### Problem to solve
Please copy out the entries below exactly, beginning with the line that contains "ceiling fan light" and ending with the line that contains "of the electrical", and include nothing outside that span.

### The records

■ ■ ■ ■

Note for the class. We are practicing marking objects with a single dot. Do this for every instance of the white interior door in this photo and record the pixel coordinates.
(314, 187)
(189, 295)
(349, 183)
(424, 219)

■ ■ ■ ■

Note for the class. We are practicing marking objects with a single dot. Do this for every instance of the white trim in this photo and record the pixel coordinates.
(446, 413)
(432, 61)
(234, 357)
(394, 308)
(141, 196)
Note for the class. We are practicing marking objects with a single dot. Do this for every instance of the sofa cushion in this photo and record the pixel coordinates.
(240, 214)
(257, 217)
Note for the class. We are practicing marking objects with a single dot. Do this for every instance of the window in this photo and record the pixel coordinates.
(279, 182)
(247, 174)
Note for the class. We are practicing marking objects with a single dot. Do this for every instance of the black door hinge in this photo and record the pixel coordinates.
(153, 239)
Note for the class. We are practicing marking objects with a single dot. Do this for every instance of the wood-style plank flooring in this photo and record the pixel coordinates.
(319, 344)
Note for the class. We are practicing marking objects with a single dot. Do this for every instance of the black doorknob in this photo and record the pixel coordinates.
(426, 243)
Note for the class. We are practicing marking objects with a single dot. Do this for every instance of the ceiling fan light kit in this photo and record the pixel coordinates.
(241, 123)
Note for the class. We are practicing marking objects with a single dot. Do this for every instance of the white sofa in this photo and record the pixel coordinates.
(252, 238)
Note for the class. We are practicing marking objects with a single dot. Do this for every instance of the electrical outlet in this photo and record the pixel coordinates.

■ ■ ■ ■

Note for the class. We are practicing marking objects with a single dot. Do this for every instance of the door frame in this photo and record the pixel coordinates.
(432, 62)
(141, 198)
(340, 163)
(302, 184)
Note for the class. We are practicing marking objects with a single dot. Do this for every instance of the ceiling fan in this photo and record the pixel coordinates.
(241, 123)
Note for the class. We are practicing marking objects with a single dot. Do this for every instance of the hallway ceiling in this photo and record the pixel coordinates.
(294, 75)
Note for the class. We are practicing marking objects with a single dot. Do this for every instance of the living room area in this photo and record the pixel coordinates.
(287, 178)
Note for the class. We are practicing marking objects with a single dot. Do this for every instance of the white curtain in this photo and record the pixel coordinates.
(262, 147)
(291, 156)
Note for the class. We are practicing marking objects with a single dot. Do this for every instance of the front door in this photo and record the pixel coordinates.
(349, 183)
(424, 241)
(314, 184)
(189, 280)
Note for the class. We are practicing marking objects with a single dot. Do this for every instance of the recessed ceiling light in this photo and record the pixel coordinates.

■ ■ ■ ■

### Exercise response
Note for the class. We are practicing marking objects with a single dot. Do this for every instance of the ceiling fan light kit in this photo and record the pixel coordinates.
(241, 123)
Note for the class. We are practicing marking objects with a single dot. Do this for every instance of the white sofa in this photo and record the pixel coordinates.
(252, 238)
Note for the class. We are practicing marking objects with a single dot. Do this for every instance of the electrical outlet in this photo and record the pixel coordinates.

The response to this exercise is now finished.